[Dataset rows about object locations]
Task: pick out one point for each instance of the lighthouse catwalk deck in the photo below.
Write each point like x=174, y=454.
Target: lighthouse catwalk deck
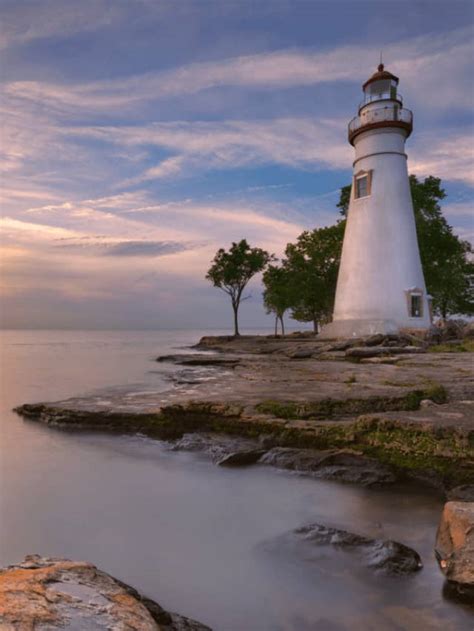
x=380, y=286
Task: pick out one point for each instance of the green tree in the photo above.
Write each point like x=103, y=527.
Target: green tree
x=278, y=295
x=313, y=262
x=446, y=259
x=232, y=270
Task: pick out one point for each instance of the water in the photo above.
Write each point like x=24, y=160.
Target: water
x=183, y=531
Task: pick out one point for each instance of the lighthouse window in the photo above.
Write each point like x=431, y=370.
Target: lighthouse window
x=362, y=186
x=416, y=306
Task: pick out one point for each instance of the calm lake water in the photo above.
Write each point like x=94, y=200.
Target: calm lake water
x=183, y=531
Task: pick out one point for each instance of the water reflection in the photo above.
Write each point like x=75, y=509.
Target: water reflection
x=183, y=531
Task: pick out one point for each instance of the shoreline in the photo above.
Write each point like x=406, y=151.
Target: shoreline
x=393, y=406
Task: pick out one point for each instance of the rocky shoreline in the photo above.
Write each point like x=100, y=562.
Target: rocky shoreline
x=372, y=412
x=42, y=593
x=410, y=413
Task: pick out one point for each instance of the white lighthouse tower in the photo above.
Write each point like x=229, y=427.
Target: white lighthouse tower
x=380, y=287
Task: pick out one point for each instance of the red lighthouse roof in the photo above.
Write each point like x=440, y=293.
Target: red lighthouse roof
x=380, y=75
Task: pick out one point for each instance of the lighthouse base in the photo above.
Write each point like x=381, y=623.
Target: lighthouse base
x=357, y=328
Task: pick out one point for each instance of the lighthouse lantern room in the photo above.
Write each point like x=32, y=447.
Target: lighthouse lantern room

• Your instructions: Retype everything from the start of the rows above down to and including the line that contains "x=380, y=286". Leave the pictures out.

• Answer to the task:
Task: pick out one point for each instance of the lighthouse catwalk deck in the photo below.
Write each point like x=174, y=454.
Target: lighthouse catwalk deck
x=380, y=286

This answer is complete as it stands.